- _TEXTE À LIRE_
########

Atelier N°0, article 15
 

Christian Chavagneux :
Alternatives Economiques, hors-série, n°47, 2001)
 
 

                                                            Les mots du pouvoir
 

Ajustement structurel
Les organisations non gouvernementales (ONG) et nombre de dirigeants des pays du Sud en ont fait leur bête noire. Présentées comme de véritables diktats, les politiques d'ajustement structurel regroupent l'ensemble des mesures que les pays en développement sont amenés à mettre en oeuvre lorsqu'ils ont recours à l'aide financière du Fonds monétaire international (FMI) et de la Banque mondiale. Ces mesures comportent une dimension conjoncturelle, qui repose sur des politiques d'austérité réduction des déséquilibres budgétaires (baisse des dépenses publiques, augmentation des impôts) et hausse des taux d'intérêt. L'objectif est de casser la croissance interne, considérée comme la cause principale des déséquilibres extérieurs.

L'ajustement est aussi structurel, dans la mesure où, depuis la fin des années 80, FMI et Banque mondiale demandent aux pays qu'ils soutiennent de réorganiser leur économie selon une orientation libérale ouverture des frontières, libéralisation financière, privatisations, etc. Ces mesures sont censées assurer un équilibre durable des finances publiques et des échanges extérieurs. L'ensemble de ces politiques est souvent baptisé «consensus de Washington », ville où sont basés le FMI et la Banque mondiale.
 

Banque mondiale
Créée en 1944, elle compte 181 membres. C'est la somme de plusieurs institutions, dont la Banque pour la reconstruction et le développement (la Bird, chargée de définir des projets de développement et qui définit avec le FMI, les programmes d'ajustement structurel), de l'Agence internationale pour le développement (AID, créée en 1960, 161 membres, qui apporte, une aide aux pays les plus pauvres) et de la Société financière internationale (SF1, créée en 1956, 174 membres, qui apporte des financements au secteur privé).

La Banque mondiale fait l'objet de fortes contestations de la part des ONG internationales pour son faible respect des normes sociales et environnementales dans les projets qu'elle finance, ainsi que pour l'inefficacité de sa stratégie de lutte contre la pauvreté.

########

- _TRAVAIL DEMANDÉ_
- A) D'après le lexique économique, en quelle année la Banque mondiale a-t-elle été créée ?
- B) Prolongez le lexique économique à partir de sa dernière phrase.

########

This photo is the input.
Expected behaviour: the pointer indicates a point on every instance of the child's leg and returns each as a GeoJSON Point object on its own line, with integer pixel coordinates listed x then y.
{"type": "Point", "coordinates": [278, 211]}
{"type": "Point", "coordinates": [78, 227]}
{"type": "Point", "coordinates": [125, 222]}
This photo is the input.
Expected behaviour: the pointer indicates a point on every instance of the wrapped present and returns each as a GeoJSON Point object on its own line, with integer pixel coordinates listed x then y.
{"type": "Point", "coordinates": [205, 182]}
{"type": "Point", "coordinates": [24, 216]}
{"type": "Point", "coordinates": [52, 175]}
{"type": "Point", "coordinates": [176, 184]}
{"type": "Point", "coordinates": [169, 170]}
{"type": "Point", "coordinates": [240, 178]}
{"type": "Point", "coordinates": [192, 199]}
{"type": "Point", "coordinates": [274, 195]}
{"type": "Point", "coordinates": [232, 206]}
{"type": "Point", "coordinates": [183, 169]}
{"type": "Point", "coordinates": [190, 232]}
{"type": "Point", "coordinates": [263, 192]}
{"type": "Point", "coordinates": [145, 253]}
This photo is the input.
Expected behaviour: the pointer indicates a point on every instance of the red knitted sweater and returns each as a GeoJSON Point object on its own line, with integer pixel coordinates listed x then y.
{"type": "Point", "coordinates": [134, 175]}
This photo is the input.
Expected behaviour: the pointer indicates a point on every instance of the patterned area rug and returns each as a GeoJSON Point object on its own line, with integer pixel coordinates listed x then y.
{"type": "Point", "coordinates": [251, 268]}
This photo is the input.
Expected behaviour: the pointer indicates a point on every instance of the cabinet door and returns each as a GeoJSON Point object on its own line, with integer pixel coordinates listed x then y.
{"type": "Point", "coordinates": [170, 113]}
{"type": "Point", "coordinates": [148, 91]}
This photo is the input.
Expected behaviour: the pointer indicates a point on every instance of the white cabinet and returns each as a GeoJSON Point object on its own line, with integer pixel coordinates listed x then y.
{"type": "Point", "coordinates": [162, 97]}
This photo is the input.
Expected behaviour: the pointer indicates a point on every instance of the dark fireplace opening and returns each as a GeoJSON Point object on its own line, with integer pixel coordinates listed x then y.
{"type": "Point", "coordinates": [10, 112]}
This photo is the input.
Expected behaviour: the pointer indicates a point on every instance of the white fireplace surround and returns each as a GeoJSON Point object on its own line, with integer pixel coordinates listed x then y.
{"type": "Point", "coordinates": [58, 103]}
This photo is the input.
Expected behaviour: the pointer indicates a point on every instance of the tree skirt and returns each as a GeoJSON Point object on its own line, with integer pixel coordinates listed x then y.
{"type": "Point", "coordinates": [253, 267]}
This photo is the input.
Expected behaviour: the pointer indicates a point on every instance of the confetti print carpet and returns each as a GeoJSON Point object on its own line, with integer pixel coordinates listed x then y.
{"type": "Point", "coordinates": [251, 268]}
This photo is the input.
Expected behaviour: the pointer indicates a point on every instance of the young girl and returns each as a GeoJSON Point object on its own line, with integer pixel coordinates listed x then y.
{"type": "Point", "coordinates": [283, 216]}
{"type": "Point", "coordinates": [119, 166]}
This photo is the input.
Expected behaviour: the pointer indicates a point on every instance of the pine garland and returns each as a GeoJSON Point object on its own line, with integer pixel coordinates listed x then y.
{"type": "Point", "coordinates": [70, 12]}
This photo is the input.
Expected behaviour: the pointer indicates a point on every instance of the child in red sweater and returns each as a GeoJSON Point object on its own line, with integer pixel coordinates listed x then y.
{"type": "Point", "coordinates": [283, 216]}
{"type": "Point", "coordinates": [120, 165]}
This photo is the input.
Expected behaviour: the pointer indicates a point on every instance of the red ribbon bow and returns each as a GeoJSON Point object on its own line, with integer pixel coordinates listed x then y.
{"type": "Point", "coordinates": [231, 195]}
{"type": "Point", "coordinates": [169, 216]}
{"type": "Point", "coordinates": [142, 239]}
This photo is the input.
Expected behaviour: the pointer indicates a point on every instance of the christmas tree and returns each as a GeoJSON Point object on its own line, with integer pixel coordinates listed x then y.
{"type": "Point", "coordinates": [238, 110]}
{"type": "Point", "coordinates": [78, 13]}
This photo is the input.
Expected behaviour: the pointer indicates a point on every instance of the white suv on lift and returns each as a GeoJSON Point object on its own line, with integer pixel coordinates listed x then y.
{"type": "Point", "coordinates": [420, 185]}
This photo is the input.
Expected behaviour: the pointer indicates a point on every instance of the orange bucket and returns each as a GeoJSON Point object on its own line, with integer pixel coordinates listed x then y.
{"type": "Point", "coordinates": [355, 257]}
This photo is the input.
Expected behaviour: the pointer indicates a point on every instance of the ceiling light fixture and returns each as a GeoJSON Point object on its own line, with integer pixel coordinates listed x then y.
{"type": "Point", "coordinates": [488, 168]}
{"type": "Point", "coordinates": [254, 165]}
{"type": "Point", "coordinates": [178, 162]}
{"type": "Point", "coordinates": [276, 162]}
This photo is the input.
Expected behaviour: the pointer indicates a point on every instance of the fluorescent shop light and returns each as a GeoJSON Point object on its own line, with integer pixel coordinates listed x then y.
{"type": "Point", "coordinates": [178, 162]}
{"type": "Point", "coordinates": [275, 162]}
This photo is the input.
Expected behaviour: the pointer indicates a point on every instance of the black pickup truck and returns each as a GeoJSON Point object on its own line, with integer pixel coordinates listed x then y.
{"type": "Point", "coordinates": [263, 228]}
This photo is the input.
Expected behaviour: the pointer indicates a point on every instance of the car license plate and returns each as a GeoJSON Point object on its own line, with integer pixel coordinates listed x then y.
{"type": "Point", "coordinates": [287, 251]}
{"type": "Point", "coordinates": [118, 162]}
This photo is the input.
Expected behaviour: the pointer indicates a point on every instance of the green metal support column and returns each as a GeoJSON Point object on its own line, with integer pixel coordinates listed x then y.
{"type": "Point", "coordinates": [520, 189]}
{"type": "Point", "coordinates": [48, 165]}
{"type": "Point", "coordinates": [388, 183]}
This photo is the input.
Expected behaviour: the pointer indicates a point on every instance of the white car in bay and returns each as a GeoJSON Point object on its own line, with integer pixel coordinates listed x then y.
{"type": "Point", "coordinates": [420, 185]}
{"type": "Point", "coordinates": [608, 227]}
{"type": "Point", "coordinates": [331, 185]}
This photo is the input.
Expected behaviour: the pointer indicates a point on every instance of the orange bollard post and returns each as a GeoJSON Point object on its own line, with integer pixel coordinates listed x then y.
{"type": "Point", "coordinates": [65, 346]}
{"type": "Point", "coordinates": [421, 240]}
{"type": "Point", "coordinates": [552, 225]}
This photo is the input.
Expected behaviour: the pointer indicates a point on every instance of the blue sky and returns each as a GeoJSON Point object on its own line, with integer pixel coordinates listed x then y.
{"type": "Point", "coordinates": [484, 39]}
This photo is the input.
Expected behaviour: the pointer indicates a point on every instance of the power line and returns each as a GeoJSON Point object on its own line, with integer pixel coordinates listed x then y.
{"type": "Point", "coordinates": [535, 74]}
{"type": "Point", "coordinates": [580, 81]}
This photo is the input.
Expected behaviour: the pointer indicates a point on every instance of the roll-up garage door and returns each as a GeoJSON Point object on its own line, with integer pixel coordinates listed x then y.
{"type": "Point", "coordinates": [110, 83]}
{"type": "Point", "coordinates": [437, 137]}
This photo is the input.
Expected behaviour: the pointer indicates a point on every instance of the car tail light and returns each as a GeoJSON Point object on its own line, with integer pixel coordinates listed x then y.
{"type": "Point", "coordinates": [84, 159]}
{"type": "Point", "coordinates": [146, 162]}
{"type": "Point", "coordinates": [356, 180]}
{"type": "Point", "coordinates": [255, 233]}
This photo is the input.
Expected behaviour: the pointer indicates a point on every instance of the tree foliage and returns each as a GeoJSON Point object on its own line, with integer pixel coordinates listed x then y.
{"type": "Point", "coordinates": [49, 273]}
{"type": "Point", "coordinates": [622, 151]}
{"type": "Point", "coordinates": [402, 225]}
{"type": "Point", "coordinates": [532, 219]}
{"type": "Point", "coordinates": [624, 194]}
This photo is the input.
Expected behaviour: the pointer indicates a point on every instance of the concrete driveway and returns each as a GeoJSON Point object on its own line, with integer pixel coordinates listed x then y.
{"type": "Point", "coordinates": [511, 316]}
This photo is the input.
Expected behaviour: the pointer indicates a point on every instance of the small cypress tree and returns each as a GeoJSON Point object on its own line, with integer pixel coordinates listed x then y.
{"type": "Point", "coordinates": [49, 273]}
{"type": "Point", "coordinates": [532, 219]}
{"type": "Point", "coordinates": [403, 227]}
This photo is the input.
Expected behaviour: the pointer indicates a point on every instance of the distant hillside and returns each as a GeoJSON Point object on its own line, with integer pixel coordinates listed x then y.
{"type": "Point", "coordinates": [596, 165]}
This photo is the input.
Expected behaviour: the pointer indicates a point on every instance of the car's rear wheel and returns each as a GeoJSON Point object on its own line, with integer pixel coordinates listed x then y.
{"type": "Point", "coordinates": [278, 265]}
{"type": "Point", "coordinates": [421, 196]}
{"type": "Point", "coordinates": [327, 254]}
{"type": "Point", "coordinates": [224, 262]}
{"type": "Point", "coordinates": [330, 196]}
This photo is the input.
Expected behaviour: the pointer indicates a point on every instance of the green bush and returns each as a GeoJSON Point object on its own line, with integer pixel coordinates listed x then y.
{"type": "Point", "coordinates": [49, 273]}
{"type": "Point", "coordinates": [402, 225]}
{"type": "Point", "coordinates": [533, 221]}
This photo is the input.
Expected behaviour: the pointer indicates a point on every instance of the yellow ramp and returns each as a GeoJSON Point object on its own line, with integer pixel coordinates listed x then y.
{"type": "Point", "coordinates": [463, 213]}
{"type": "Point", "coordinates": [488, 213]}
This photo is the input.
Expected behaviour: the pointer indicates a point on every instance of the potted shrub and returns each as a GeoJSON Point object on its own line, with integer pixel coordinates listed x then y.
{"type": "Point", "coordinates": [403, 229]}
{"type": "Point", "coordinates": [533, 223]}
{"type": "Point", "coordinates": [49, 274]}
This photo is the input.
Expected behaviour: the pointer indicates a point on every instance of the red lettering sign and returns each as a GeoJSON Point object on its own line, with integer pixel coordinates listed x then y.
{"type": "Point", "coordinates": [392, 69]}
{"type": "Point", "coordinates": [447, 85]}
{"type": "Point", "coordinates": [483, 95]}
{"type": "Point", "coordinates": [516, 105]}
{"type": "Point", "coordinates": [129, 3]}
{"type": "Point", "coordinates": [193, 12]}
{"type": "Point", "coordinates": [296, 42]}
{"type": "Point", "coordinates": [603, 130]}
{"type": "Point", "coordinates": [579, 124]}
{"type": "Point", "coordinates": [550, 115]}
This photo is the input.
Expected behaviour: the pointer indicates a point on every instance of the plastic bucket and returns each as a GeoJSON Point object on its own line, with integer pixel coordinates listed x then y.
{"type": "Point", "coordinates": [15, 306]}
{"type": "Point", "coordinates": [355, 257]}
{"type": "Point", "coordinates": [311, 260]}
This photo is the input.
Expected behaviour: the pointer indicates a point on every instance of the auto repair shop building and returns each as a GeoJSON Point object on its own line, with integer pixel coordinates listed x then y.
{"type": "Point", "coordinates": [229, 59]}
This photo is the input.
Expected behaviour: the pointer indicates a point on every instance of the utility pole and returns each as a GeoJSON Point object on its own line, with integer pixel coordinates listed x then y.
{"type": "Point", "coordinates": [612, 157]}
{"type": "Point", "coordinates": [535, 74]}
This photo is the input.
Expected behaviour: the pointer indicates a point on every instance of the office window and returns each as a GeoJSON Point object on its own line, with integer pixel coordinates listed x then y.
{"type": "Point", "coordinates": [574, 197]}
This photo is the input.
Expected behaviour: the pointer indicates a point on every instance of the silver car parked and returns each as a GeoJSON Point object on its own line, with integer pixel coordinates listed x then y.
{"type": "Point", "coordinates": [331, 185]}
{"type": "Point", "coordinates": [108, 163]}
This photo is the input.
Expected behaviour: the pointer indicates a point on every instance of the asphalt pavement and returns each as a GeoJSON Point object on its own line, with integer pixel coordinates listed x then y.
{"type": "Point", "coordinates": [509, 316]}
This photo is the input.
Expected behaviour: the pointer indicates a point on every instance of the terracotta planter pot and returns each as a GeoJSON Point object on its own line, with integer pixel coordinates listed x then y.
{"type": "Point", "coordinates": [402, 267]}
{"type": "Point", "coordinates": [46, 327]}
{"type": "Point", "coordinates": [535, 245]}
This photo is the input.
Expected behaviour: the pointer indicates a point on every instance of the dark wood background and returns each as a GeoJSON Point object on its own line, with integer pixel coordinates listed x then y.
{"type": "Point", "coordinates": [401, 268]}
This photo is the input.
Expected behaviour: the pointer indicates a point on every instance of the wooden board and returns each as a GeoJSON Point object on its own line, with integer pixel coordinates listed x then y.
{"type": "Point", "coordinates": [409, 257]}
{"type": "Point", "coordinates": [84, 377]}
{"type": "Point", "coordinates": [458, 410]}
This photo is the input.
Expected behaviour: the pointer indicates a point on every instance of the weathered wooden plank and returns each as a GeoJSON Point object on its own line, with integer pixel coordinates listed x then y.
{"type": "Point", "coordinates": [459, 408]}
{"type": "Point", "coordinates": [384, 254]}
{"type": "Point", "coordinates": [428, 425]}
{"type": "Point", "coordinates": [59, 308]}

########

- _RÉPONSES ATTENDUES_
- A) En 1944.

- B)
Banque des réglements internationaux
Créée en 1930, la BRI est composée en nombreuses institutions et comités techniques liés aux questions financières internationales. Elle rassemble les  représentants des banques centrales de 49 places financières. Son rôle est d 'assurer la sécurité du système financier international, en veillant à ce que les grandes  banques internationales ne prennent pas trop de risques.C 'est notamment le rôle  du Comité de Bâle pour la supervision bancaire. Celuici est désormais dominé par les banques internationales les plus puissantes, qui l'utilisent pour produire des  normes internationales de surveillance qui les avantagent, au détriment de la sécurité du système financier.
 

Economie politique internationale
L'EPI recouvre deux sens. Sur le plan théorique, elle regroupe les chercheurs qui se reconnaissent dans l'approche originale initiée au début des années 70 par la chercheuse britannique Susan Strange. Vingt ans avant tout le monde, elle posait la question de la maîtrise politique de la mondialisation économique, dont elle avait reconnu les ressorts puissants. Sa réflexion sur le pouvoir dans l'économie mondiale la poussait a' demander aux économistes et aux politologues spécialistes des relations internationales de travailler ensemble plutôt que de s'ignorer Peu développée en France, l'EPI attire un nombre important d'étudiants aux Etats-Unis (selon une approche centrée sur le rôle des Etats), au Royaume-Uni (dans le cadre d'une approche plus large), en Italie, aux Pays-Bas et au Japon. Cette discipline reconnue dispose de ses revues spécialisées, de ses séminaires internationaux et de ses départements universitaires. C'est pourquoi plusieurs des auteurs de ce hors-série se présentent comme professeur d'économie politique internationale».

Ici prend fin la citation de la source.